*** Opening of Document segment ***

The South Sudan government has agreed to pay more than 18 million South Sudanese Pounds ($6.3 million) to cover the hotel bills of former rebel officials who are being integrated into the army, a government official said Monday.
“These are the bills of... those who came when the government was making talks with the people of (David) Yau Yau and others with former militias in Khartoum," Information Minister Michael Makuei said after a Council of Ministers meeting.
Yau Yau reached a peace deal with the government of President Salva Kiir in January of this year and was named the chief administrator of Pibor County in Jonglei state. The former student of theology had been leading an on-again, off-again rebellion in Jonglei state since 2010, when he failed to win a seat in the state parliament.
Yau Yau is one of several rebel and militia leaders who have accepted amnesty offers from President Kiir since South Sudan became independent in 2011.
Wani Michael, a civil society activist working with the Youth Empowerment and Advocacy Forum in Juba, disagreed with the decision to pick up the tab for the civil servants and government officials.
"Approving 18 million South Sudanese pounds for hotel bills, and seeing children and women dying in the hospital with no drugs, seeing people drinking unclean water, seeing things where services are supposed to be provided are not being provided... I think it is not a good system,” he said.
Instead of paying officials' hotel bills, Wani said government money should be spent on developing South Sudan.
Last month, according to local online Radio Tamazuj, the Council of Ministers approved the payment of 13.2 million South Sudanese pounds ($4.6 million) to cover the bills of civil servants who took refuge in hotels after receiving death threats when violence broke out in the capital city a year ago.

*** Close of Document segment ***
*** Opening of Records provided ***

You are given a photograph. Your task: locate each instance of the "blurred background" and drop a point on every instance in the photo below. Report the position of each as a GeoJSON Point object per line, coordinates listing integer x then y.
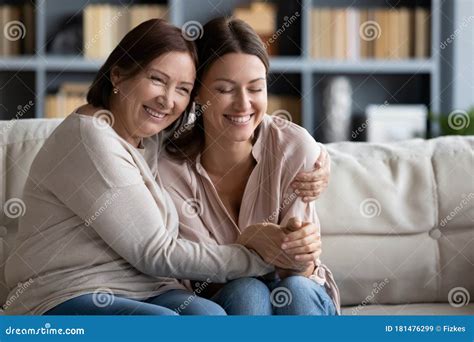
{"type": "Point", "coordinates": [367, 70]}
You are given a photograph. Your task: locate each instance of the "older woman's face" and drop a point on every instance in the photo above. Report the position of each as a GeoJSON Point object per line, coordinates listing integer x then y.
{"type": "Point", "coordinates": [235, 88]}
{"type": "Point", "coordinates": [154, 98]}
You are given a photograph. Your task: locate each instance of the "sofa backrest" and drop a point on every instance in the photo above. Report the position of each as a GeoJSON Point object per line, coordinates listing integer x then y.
{"type": "Point", "coordinates": [397, 219]}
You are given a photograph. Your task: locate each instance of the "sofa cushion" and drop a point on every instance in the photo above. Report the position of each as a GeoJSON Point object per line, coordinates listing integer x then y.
{"type": "Point", "coordinates": [382, 220]}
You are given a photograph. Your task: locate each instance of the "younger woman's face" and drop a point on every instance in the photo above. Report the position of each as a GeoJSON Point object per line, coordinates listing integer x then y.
{"type": "Point", "coordinates": [234, 92]}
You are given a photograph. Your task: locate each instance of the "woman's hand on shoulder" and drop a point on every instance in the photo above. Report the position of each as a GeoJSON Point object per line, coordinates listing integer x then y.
{"type": "Point", "coordinates": [310, 185]}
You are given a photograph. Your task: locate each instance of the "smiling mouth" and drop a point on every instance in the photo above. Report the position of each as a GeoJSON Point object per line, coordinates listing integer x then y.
{"type": "Point", "coordinates": [154, 113]}
{"type": "Point", "coordinates": [239, 120]}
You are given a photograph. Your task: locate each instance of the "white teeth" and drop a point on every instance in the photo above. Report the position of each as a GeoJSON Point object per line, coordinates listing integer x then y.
{"type": "Point", "coordinates": [154, 113]}
{"type": "Point", "coordinates": [239, 119]}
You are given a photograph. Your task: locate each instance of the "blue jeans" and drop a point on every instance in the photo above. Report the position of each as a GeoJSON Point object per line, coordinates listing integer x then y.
{"type": "Point", "coordinates": [295, 295]}
{"type": "Point", "coordinates": [171, 303]}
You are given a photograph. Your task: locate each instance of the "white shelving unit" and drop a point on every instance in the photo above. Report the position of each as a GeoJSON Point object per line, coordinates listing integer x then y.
{"type": "Point", "coordinates": [25, 78]}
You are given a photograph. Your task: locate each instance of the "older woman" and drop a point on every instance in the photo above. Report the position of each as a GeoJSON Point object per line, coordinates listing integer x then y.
{"type": "Point", "coordinates": [238, 163]}
{"type": "Point", "coordinates": [100, 232]}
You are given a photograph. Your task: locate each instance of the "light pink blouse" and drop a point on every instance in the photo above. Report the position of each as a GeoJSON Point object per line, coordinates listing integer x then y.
{"type": "Point", "coordinates": [281, 149]}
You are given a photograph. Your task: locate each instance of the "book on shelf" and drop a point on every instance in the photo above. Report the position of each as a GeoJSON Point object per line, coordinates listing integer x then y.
{"type": "Point", "coordinates": [395, 122]}
{"type": "Point", "coordinates": [104, 25]}
{"type": "Point", "coordinates": [360, 33]}
{"type": "Point", "coordinates": [69, 97]}
{"type": "Point", "coordinates": [18, 29]}
{"type": "Point", "coordinates": [261, 16]}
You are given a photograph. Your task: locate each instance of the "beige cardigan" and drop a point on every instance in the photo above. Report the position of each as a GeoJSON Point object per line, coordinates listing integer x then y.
{"type": "Point", "coordinates": [281, 149]}
{"type": "Point", "coordinates": [97, 218]}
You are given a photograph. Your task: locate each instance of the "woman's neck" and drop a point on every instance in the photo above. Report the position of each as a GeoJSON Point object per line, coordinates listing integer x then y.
{"type": "Point", "coordinates": [121, 128]}
{"type": "Point", "coordinates": [220, 159]}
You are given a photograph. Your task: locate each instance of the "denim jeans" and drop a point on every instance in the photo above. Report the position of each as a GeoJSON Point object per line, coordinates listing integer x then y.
{"type": "Point", "coordinates": [171, 303]}
{"type": "Point", "coordinates": [295, 295]}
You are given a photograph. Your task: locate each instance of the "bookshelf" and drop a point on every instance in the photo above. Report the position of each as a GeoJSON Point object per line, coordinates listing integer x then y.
{"type": "Point", "coordinates": [294, 72]}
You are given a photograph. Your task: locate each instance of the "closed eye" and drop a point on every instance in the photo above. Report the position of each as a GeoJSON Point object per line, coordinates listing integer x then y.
{"type": "Point", "coordinates": [157, 80]}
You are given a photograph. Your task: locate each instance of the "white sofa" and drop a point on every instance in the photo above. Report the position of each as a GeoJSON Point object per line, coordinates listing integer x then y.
{"type": "Point", "coordinates": [397, 219]}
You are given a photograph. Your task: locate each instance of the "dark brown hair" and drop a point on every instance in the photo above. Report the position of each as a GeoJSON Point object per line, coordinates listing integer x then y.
{"type": "Point", "coordinates": [135, 51]}
{"type": "Point", "coordinates": [220, 36]}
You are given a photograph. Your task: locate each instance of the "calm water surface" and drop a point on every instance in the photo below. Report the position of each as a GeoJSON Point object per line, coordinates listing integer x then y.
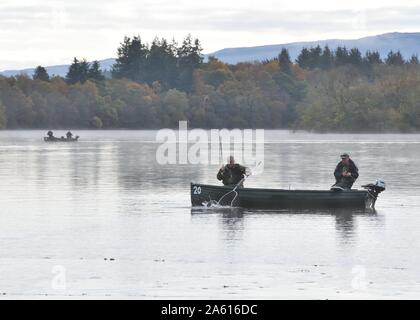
{"type": "Point", "coordinates": [103, 213]}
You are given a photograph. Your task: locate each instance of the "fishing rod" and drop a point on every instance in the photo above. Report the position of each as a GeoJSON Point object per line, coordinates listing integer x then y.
{"type": "Point", "coordinates": [237, 185]}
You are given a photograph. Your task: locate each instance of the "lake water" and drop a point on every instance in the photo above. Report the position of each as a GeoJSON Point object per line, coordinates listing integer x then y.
{"type": "Point", "coordinates": [101, 218]}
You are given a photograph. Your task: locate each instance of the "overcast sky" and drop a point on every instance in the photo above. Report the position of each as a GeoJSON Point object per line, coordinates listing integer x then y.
{"type": "Point", "coordinates": [49, 32]}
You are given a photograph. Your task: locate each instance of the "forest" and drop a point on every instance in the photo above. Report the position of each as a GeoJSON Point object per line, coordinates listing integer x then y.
{"type": "Point", "coordinates": [156, 85]}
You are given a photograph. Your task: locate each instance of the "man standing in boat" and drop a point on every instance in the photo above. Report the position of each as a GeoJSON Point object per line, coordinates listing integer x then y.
{"type": "Point", "coordinates": [345, 173]}
{"type": "Point", "coordinates": [232, 173]}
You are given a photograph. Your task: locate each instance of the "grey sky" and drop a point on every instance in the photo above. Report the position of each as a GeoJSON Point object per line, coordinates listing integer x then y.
{"type": "Point", "coordinates": [51, 32]}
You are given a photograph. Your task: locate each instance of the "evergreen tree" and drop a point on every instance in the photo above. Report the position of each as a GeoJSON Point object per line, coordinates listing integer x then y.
{"type": "Point", "coordinates": [303, 59]}
{"type": "Point", "coordinates": [355, 57]}
{"type": "Point", "coordinates": [161, 63]}
{"type": "Point", "coordinates": [327, 59]}
{"type": "Point", "coordinates": [95, 72]}
{"type": "Point", "coordinates": [41, 74]}
{"type": "Point", "coordinates": [78, 71]}
{"type": "Point", "coordinates": [131, 61]}
{"type": "Point", "coordinates": [315, 57]}
{"type": "Point", "coordinates": [284, 61]}
{"type": "Point", "coordinates": [373, 57]}
{"type": "Point", "coordinates": [414, 59]}
{"type": "Point", "coordinates": [341, 56]}
{"type": "Point", "coordinates": [395, 58]}
{"type": "Point", "coordinates": [189, 58]}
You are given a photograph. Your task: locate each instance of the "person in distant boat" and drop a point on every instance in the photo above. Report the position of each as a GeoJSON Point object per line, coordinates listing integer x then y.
{"type": "Point", "coordinates": [345, 173]}
{"type": "Point", "coordinates": [50, 135]}
{"type": "Point", "coordinates": [232, 173]}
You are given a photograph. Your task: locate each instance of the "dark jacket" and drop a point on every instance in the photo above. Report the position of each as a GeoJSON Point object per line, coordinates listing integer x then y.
{"type": "Point", "coordinates": [231, 175]}
{"type": "Point", "coordinates": [341, 167]}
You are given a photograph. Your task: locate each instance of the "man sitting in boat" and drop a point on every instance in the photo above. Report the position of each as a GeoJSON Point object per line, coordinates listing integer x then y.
{"type": "Point", "coordinates": [345, 173]}
{"type": "Point", "coordinates": [232, 173]}
{"type": "Point", "coordinates": [50, 135]}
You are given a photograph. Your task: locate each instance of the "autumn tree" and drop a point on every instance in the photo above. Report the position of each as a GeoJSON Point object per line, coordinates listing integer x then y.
{"type": "Point", "coordinates": [41, 73]}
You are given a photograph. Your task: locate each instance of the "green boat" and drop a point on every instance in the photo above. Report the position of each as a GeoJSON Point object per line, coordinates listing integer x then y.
{"type": "Point", "coordinates": [62, 139]}
{"type": "Point", "coordinates": [206, 195]}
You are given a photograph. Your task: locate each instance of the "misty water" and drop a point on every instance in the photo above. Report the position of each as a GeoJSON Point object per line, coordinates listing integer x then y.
{"type": "Point", "coordinates": [101, 218]}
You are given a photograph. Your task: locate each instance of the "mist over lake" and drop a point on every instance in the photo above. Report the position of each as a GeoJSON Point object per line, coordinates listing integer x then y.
{"type": "Point", "coordinates": [117, 223]}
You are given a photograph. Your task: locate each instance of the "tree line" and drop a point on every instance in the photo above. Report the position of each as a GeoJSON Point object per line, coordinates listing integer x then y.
{"type": "Point", "coordinates": [156, 85]}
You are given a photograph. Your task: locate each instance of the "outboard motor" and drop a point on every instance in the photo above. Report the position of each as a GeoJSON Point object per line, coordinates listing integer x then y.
{"type": "Point", "coordinates": [374, 189]}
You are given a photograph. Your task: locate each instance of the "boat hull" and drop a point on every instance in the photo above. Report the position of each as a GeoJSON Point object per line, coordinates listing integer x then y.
{"type": "Point", "coordinates": [202, 195]}
{"type": "Point", "coordinates": [48, 139]}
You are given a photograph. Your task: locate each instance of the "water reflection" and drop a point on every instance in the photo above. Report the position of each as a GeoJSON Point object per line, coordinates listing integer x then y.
{"type": "Point", "coordinates": [231, 219]}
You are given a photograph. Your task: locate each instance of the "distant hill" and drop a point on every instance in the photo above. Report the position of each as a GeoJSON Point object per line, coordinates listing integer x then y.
{"type": "Point", "coordinates": [60, 70]}
{"type": "Point", "coordinates": [407, 43]}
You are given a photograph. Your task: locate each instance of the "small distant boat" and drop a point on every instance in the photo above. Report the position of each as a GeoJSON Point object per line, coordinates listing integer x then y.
{"type": "Point", "coordinates": [203, 195]}
{"type": "Point", "coordinates": [62, 139]}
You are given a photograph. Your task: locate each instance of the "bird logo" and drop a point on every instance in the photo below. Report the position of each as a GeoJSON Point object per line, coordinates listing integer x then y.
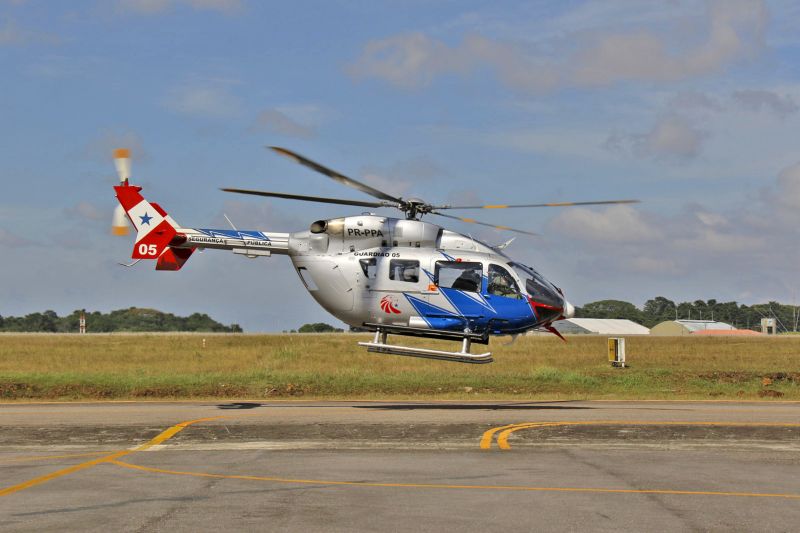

*** Close of Records provided ***

* Problem: Copy the passage of the news report on South Sudan's hotel bill payments starting at "Yau Yau is one" and ending at "developing South Sudan.". The listing stands apart from the news report on South Sudan's hotel bill payments.

* Response:
Yau Yau is one of several rebel and militia leaders who have accepted amnesty offers from President Kiir since South Sudan became independent in 2011.
Wani Michael, a civil society activist working with the Youth Empowerment and Advocacy Forum in Juba, disagreed with the decision to pick up the tab for the civil servants and government officials.
"Approving 18 million South Sudanese pounds for hotel bills, and seeing children and women dying in the hospital with no drugs, seeing people drinking unclean water, seeing things where services are supposed to be provided are not being provided... I think it is not a good system,” he said.
Instead of paying officials' hotel bills, Wani said government money should be spent on developing South Sudan.